The most visible sign: Hagia Sophia, Istanbul’s iconic landmark, was “restored” as a mosque a few years ago, for Muslim worship, with oversight transferred from the Ministry of Culture and Tourism to the Directorate of Religious Affairs. And this year, the ground floor prayer area — previously open to all visitors — was restricted to Turkish Muslims; tourists were relegated to the upper gallery, looking down from a distance.
My visit to Turkey happened to coincide with the national holiday. Everywhere in the streets were flags and photographs of Erdoğan, the grand celebration ceremonies forming a stark contrast with the dire economic conditions.
But religion is only a tool for rallying support; Muslims from other countries are not included in the Turkish political narrative. Nationalism is a process of drawing lines. Only certain groups are entitled to the protection the state provides — and they are outside those lines.
Here and Now
One evening, two new couchsurfers joined us — a couple, Lucie and Viktor. Yaman brewed a pot of Turkish tea and carefully added saffron sugar, then brought out nuts and sweets. We all settled onto the carpet. Lucie had once lived in Palestine and knew the Levantine culture well; she moved easily from topic to topic — food, religion, culture, travel.
“So there’s really no way to get a passport from another country?” Lucie asked, curious.
Very hard. Yaman said, helplessly. Even marrying a foreign citizen doesn’t allow you to change your passport under current rules; only your children could enjoy local citizenship. Where you’re born decides how freely you can move.
On the last morning, a Sunday when Yaman didn’t have work, he took our whole group to the Fatih neighborhood for Syrian food. A large wooden platter covered in hummus in different flavors and all kinds of unfamiliar dishes — he introduced each one: muhammara, lavash, labneh, fette, falafel, kibbeh, and more names I didn’t manage to write down. Everything was extraordinary.
Halfway through, Lucie half-jokingly proposed starting an online fundraiser to help them get the money to buy citizenship in another country — that way they’d have a chance to travel.
“Thank you for thinking of us,” Yaman said. But for him and Saad, both still had family in Syria. As the young men in their families, even if money fell from the sky, they would send it back home first — to improve the lives of their family members. Money should go where it’s most needed.
“What does your future look like? If the war ends, would you want to go back?” I finally asked the question I’d been holding.
I’m not sure, when that day comes, whether I’d choose to leave or to stay. After living in Turkey this long, my career and my friends are here — I don’t know which choice would be better. But what I hope for most is that Syrian passports will be recognized by more countries someday, and that we can have a truly legal identity — one that no one can question.
But because we have to focus on the present, it’s hard to find time to think about the future.
I was only a short-term visitor — and yet I received such extraordinary generosity and warmth. I could only be overwhelmed. Yaman always said, laughing, that it’s just Arab hospitality: give you food, brew a pot of tea, share conversation as if we were family.
Living in a foreign land, they had built a home beyond their homeland, and kept opening the door to whoever came to stay.
In the end, who is the host and who is the guest? I still have no answer.

* _Activity 1_: Translate this sentence from the essay into Spanish: "Living in a foreign land, they had built a home beyond their homeland, and kept opening the door to whoever came to stay."
* _Activity 2_: Quote the essay from "But because we" up to and including "we were family.".

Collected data
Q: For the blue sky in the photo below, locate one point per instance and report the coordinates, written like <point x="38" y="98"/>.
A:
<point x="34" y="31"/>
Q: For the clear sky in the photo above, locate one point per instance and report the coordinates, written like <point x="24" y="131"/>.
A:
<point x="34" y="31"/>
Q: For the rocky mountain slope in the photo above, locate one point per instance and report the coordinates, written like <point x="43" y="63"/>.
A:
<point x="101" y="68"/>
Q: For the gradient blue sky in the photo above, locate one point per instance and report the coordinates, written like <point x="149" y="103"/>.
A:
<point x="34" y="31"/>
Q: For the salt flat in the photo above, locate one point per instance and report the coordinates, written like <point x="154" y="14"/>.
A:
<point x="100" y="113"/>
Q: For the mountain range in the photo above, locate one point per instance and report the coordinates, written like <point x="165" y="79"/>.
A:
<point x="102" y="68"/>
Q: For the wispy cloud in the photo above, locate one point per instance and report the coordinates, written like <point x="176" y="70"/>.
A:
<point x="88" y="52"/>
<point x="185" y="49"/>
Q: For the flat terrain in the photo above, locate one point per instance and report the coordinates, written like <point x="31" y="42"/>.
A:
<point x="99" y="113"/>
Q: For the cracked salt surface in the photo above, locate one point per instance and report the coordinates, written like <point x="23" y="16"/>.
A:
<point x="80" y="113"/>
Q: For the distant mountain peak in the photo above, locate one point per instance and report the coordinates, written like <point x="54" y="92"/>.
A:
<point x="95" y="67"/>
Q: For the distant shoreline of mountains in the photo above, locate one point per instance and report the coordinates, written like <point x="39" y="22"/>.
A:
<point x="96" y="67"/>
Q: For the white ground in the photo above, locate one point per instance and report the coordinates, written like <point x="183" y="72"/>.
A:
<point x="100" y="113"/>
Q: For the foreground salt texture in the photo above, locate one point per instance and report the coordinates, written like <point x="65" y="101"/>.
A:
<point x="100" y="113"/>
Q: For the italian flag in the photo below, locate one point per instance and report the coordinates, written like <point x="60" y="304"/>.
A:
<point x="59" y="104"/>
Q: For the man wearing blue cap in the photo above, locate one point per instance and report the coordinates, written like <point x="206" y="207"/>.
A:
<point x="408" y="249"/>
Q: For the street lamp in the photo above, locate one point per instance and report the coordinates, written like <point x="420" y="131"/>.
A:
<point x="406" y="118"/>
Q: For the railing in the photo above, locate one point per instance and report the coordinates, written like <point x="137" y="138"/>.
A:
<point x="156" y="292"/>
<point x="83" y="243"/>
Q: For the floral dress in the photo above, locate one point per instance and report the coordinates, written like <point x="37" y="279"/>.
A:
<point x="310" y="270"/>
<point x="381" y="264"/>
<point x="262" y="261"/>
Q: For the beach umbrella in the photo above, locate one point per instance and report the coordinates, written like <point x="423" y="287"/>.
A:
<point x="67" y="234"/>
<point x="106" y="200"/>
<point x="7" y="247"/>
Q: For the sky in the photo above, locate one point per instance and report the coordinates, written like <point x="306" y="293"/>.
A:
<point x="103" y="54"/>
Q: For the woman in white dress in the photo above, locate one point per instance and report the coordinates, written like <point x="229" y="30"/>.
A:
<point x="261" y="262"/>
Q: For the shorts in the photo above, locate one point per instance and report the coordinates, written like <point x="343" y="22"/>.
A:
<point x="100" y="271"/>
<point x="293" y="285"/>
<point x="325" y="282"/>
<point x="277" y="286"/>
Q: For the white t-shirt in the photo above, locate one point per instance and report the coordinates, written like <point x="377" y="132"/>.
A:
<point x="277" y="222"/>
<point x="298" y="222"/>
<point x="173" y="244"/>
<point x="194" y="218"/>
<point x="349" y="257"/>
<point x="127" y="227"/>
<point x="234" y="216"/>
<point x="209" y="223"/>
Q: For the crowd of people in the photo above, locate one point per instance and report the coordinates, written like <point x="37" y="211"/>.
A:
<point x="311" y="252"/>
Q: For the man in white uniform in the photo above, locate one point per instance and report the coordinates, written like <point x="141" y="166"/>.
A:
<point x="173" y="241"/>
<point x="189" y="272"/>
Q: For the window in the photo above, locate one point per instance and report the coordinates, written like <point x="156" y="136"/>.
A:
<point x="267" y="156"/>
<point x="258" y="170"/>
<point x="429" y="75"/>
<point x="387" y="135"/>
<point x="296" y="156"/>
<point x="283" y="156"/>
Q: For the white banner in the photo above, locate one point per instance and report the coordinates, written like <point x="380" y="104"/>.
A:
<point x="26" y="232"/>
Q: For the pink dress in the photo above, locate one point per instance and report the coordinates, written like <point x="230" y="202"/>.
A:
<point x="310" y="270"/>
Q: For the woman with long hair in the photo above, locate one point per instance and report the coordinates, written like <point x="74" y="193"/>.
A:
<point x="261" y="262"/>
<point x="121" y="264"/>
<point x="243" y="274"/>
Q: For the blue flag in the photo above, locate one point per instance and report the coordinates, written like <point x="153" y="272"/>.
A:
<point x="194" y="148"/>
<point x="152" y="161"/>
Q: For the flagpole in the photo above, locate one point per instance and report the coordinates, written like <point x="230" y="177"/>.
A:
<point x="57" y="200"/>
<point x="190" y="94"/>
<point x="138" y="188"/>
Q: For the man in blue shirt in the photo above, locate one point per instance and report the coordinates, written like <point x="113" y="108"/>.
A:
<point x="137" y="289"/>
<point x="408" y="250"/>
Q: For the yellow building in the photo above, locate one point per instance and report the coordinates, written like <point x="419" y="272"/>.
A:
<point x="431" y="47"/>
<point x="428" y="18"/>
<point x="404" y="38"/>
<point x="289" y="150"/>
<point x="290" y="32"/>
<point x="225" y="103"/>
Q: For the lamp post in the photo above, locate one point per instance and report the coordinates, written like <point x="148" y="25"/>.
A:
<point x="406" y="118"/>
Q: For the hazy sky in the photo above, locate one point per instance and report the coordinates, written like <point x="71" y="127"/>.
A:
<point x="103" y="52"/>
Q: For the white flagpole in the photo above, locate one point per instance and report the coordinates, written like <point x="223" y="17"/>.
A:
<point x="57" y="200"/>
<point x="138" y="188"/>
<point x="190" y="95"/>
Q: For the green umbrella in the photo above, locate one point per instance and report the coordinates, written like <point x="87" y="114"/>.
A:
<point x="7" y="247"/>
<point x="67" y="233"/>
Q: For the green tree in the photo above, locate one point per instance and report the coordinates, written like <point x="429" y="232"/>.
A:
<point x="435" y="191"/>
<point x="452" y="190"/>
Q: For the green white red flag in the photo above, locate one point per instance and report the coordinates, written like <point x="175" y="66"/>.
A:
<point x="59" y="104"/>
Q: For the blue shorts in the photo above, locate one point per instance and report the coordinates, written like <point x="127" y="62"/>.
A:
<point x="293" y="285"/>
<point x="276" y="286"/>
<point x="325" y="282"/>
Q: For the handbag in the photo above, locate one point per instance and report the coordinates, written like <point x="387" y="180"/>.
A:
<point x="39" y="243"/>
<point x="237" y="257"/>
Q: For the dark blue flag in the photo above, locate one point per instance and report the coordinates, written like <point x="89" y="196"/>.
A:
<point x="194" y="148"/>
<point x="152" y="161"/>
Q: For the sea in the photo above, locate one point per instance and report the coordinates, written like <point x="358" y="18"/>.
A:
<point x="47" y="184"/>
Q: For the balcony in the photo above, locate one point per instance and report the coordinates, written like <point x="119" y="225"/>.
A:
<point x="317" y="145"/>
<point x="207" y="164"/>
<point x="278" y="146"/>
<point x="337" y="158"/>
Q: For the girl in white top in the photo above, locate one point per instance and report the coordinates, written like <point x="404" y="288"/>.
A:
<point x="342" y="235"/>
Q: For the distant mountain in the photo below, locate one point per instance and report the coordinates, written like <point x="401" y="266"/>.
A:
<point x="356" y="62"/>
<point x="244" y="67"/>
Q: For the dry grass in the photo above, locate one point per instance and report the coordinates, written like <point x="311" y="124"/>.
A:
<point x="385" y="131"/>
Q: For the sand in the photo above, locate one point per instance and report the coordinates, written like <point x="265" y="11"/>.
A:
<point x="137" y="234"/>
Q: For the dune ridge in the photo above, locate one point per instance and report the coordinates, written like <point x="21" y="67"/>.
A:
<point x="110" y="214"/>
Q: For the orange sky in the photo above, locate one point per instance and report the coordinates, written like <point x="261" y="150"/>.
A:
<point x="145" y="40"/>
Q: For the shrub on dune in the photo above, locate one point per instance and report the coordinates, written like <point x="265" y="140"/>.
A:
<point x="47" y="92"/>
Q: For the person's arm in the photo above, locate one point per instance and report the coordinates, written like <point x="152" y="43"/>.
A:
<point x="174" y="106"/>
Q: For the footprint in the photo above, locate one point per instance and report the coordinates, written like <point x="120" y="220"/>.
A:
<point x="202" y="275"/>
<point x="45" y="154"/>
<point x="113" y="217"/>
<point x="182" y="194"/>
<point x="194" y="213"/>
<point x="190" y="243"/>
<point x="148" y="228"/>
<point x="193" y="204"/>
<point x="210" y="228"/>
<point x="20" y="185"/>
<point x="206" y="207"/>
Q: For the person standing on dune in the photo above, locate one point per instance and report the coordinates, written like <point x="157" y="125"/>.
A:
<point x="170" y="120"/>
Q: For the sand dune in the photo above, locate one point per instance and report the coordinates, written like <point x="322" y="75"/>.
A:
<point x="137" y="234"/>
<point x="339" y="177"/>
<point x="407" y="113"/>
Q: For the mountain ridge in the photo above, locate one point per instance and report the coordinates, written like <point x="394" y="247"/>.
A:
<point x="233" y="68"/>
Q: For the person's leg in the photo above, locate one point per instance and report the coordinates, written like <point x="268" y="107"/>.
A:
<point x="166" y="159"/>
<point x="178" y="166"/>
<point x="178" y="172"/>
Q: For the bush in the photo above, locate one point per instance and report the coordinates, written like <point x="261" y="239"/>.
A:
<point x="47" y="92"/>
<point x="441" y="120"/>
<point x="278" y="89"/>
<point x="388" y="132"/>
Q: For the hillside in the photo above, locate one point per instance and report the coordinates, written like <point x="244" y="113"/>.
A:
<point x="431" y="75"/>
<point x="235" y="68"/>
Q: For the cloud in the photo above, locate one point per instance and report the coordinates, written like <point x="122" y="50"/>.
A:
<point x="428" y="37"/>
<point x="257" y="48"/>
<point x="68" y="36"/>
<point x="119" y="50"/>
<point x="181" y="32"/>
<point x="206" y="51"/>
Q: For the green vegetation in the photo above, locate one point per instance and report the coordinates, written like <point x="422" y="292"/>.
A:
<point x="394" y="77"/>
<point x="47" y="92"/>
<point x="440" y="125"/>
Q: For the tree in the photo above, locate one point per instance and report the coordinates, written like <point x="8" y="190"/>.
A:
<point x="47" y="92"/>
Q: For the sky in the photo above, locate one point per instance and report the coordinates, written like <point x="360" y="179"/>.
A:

* _Solution 1_: Viviendo en una tierra extranjera, habían construido un hogar más allá de su patria y seguían abriendo la puerta a quien viniera a quedarse.

* _Solution 2_:
But because we have to focus on the present, it’s hard to find time to think about the future.
I was only a short-term visitor — and yet I received such extraordinary generosity and warmth. I could only be overwhelmed. Yaman always said, laughing, that it’s just Arab hospitality: give you food, brew a pot of tea, share conversation as if we were family.